■ Work order ■
Give back every record that follows, exactly as written.

■ Provided information ■
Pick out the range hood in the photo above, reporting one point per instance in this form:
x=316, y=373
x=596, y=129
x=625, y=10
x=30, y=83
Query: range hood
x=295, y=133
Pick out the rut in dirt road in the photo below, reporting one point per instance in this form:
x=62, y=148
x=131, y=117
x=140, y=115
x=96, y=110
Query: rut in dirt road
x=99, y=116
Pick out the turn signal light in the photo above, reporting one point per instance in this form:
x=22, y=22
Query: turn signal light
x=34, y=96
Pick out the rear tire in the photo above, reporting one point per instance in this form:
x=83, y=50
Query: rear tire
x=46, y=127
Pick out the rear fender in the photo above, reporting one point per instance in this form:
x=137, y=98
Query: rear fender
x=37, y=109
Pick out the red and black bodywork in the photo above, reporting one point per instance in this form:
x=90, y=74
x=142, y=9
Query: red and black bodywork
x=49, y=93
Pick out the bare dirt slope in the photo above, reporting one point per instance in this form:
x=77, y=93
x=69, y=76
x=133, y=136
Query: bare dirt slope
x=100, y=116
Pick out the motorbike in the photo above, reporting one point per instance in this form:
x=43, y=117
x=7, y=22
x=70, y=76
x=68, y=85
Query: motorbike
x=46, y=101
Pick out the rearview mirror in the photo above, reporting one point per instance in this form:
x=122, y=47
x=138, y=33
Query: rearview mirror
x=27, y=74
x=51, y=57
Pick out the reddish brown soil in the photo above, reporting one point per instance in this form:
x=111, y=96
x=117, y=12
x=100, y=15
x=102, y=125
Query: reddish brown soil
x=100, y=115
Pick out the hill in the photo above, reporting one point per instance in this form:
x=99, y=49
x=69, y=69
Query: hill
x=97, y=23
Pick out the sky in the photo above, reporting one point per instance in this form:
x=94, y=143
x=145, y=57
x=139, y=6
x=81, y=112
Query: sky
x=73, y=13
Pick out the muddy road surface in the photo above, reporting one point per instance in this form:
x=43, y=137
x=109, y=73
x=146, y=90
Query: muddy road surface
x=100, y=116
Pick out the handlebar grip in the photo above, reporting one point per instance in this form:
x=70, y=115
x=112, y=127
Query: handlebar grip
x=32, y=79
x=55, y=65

■ Answer below ■
Pick out the range hood in the photo above, reporting one point per instance in this form:
x=316, y=373
x=596, y=129
x=625, y=10
x=30, y=83
Query: range hood
x=295, y=133
Pick out the rut in dirt road in the photo below, reporting one point per instance in this form:
x=62, y=148
x=131, y=117
x=140, y=115
x=96, y=110
Query: rut in dirt road
x=99, y=116
Pick out the turn signal light in the photo above, reporting one point per instance in this form:
x=22, y=22
Query: turn signal light
x=34, y=96
Pick out the rear tire in the photo above, reporting one point per instance in this form:
x=83, y=50
Query: rear tire
x=46, y=127
Pick out the rear fender in the photo above, reporting one point per instance in this form:
x=137, y=98
Query: rear fender
x=37, y=109
Pick out the red and black bodywork in the photo above, reporting one point per instance in this form:
x=90, y=74
x=142, y=9
Query: red and black bodywork
x=49, y=93
Pick out the bare dirt slope in the photo above, reporting one point per instance in this form:
x=77, y=93
x=69, y=76
x=133, y=136
Query: bare dirt slope
x=100, y=116
Pick out the motorbike in the photo above, reporting one point per instance in this form:
x=43, y=117
x=7, y=22
x=70, y=76
x=68, y=85
Query: motorbike
x=46, y=101
Pick out the rearview mirror in the photo above, reporting one point per instance in this form:
x=122, y=47
x=138, y=33
Query: rearview mirror
x=27, y=74
x=51, y=57
Pick out the reddish brown soil in the photo above, reporting one point per instance in this form:
x=111, y=96
x=117, y=12
x=100, y=15
x=102, y=125
Query: reddish brown soil
x=100, y=115
Pick out the hill in the photo above, reporting one point per instance in this form:
x=99, y=49
x=69, y=69
Query: hill
x=97, y=23
Pick out the sky in the photo above, reporting one point per instance in this form:
x=94, y=143
x=145, y=57
x=139, y=6
x=81, y=112
Query: sky
x=73, y=13
Pick out the muddy road surface in the photo above, reporting one point per instance in this form:
x=43, y=137
x=109, y=73
x=146, y=90
Query: muddy road surface
x=100, y=116
Pick out the handlebar grip in the photo above, reporting one point per instance in this form:
x=70, y=115
x=112, y=127
Query: handlebar grip
x=32, y=79
x=55, y=65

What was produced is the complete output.